▶ Exercise goal:
Omit the images. Reproduce each line of the records exactly as it appears.
[Provided data — start]
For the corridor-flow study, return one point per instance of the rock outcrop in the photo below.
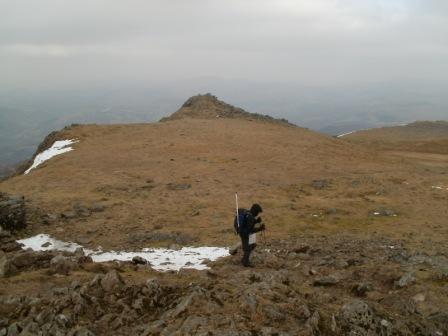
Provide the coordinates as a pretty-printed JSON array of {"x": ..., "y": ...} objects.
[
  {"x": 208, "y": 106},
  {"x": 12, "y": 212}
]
[Provided data — finish]
▶ Response:
For the corridor-flow study, return one point per instance of the rock outcrop in the photo below.
Provide the coordinates as a pretty-printed JSON array of {"x": ..., "y": ...} objects.
[
  {"x": 208, "y": 106},
  {"x": 12, "y": 212}
]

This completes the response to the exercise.